■ **Written instruction**: Exactly reproduce the lines that follow.

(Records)
-=-=-=-=-

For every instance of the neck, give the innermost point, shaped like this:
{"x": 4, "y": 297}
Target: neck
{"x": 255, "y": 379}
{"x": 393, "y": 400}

-=-=-=-=-

■ **The result**:
For every instance of the neck, give the innermost point, shaped like this:
{"x": 4, "y": 297}
Target: neck
{"x": 255, "y": 379}
{"x": 393, "y": 400}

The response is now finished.